▶ [Reading text]:
▽
Joan Eakin
'Health and safety in small enterprises from the standpoint of workers'
Friday 23 October, time: 09.00-09.45, location: Conference hall
See PowerPoint presentation
We tend to talk about the “problem of small business” as if it were a homogeneous entity, as if employers, workers and the corporate entity were one and the same and had the same interests and perspectives. Workers are relatively invisible in the discourse of OHS in SMEs. Most typically the problem is conceived as a management problem: health and safety is compromised because small employers lack the knowledge, time, resources, skills, and motivation to know and address the problems, and because small workplaces are financially and organizationally disadvantaged in terms of ability to take up prevention and comply with regulation. I will argue in this presentation that approaching OHS in small enterprises from the standpoint of the workers can shed additional and rather different light on the ‘problem’ and its solutions.
△
[Data entries]
▽
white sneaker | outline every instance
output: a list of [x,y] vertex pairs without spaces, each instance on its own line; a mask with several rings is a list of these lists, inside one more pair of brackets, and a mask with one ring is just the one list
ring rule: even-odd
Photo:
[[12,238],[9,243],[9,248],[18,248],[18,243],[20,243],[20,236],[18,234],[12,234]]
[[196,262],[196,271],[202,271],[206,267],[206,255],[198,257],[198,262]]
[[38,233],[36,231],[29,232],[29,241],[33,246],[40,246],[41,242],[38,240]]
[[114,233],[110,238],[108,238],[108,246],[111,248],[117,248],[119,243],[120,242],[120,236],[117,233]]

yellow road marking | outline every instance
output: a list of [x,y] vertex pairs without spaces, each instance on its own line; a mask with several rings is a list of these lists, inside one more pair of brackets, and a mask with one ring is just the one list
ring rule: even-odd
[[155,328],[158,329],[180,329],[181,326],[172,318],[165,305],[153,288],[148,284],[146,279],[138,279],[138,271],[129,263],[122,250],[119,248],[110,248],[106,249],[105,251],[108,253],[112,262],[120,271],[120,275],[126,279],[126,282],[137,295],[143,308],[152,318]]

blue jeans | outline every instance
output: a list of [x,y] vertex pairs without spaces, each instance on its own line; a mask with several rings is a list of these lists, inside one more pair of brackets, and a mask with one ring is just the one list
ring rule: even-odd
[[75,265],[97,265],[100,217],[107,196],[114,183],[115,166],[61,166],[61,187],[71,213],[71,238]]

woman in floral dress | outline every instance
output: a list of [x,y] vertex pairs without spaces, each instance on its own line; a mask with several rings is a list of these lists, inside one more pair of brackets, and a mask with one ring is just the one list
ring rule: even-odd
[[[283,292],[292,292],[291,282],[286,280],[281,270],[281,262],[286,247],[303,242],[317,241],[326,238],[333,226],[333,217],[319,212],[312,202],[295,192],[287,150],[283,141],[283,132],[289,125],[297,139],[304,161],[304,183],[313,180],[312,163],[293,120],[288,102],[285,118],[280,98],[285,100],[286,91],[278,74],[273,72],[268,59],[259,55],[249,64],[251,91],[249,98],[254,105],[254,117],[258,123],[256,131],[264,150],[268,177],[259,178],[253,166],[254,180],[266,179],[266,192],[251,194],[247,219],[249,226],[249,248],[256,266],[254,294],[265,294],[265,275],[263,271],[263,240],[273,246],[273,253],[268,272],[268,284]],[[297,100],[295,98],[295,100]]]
△
▶ [Complete the following]:
1. Copy the data entries word for word, starting at the line that contains "woman in floral" and stopping after the final line of the data entries.
2. Pick up the text on health and safety in small enterprises from the workers' standpoint right after its last sentence, and keep writing.

▶ [Answers by task]:
1.
woman in floral dress | outline every instance
output: a list of [x,y] vertex pairs without spaces, each instance on its own line; a mask with several rings is a list of these lists, inside one more pair of brackets, and a mask with one ring is just the one list
ring rule: even-odd
[[[283,292],[292,292],[291,282],[286,280],[281,270],[281,262],[286,247],[303,242],[317,241],[326,238],[333,226],[333,217],[319,212],[312,202],[295,192],[287,150],[283,141],[283,132],[289,125],[297,139],[304,161],[304,183],[313,180],[312,163],[293,120],[288,102],[285,118],[280,98],[285,100],[286,91],[278,74],[273,72],[268,59],[259,55],[249,64],[251,91],[249,98],[254,105],[254,117],[258,123],[256,131],[264,150],[268,177],[259,178],[253,166],[254,180],[266,179],[266,192],[251,194],[247,219],[249,226],[249,248],[256,266],[254,294],[265,294],[265,275],[263,271],[263,240],[273,246],[273,253],[268,272],[268,284]],[[297,100],[295,98],[295,100]]]

2.
This presentation I will reflect on the implications of the invisibility of workers in the discourse of OHS in SMEs and put forward several propositions grounded in the findings of several Canadian research projects, including a study of workers’ perceptions of and experience with ill-health and injury in small workplaces, a study of the consequences for employees of new return-to-work policy and program, and a study of the relations between compensation board agency and clients from small workplaces. I will suggest that: 1) the particular nature of working life in small enterprises can work both for and against the wellbeing of workers; 2) injury and illness can disrupt the social relations of work in small workplaces in unanticipated ways; and 3) that policies, regulations and services can be ill-designed for meeting the needs of small workplaces, particularly their workers.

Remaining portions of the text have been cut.